== Segment start ==
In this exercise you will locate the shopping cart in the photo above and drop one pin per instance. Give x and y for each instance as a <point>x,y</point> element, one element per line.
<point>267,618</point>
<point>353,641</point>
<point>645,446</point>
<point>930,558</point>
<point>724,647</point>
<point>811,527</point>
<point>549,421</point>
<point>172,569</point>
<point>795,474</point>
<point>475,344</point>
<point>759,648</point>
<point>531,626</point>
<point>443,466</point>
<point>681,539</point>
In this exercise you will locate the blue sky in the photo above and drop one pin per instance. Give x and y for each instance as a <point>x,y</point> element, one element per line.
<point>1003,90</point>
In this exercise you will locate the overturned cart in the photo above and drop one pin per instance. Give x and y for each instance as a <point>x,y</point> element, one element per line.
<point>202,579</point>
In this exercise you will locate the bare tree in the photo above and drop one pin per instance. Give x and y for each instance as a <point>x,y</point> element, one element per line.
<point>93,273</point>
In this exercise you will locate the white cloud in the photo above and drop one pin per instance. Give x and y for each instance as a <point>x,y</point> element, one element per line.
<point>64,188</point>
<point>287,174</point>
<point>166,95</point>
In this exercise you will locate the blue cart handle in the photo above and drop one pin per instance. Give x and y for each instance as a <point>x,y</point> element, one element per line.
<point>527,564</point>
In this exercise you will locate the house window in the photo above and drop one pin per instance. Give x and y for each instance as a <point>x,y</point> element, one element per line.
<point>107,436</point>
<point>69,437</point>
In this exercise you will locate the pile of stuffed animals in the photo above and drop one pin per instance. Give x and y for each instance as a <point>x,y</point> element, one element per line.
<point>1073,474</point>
== Segment end ==
__Task description__
Go through the data and copy each line exactly as it reads.

__Finished exercise__
In this exercise you will locate the shopping cart in the photo above and drop one pin per instance. Give x and y for each instance as a <point>x,y</point> element, one element per line.
<point>267,618</point>
<point>353,641</point>
<point>645,446</point>
<point>930,558</point>
<point>724,647</point>
<point>811,527</point>
<point>549,421</point>
<point>172,569</point>
<point>795,474</point>
<point>475,344</point>
<point>759,648</point>
<point>531,626</point>
<point>443,466</point>
<point>681,539</point>
In this exercise you will locate the blue sky in the photo above and drop one pin per instance. Give x and y for each instance as a <point>x,y</point> element, one element per line.
<point>1003,90</point>
In this exercise you will locate the overturned cart in the photo above and drop one pin per instance. Give x and y for each instance as a <point>x,y</point> element, one element per line.
<point>202,579</point>
In this exercise you will locate the bare tree in the photo above and drop one pin per instance. Give x and y for each instance as a <point>x,y</point> element, one element per line.
<point>93,273</point>
In this exercise you will locate the white cloud in the photo above and drop one pin per instance. Give x and y for each instance as a <point>x,y</point> element, one element per line.
<point>64,188</point>
<point>287,174</point>
<point>166,95</point>
In this exercise you will locate the blue cart handle in the photo above and drop one pin per instance. Give x and y for each instance as a <point>x,y</point> element, one element per line.
<point>527,564</point>
In this exercise you will locate the house window in the photo above and drop one pin per instance. Give x and y for each instance as a <point>x,y</point> element, one element per line.
<point>107,436</point>
<point>69,437</point>
In this exercise you will locate the pile of stuffed animals in the photo above and drop one pin per instance. Give x and y for each instance as a <point>x,y</point> element, one element per line.
<point>1073,474</point>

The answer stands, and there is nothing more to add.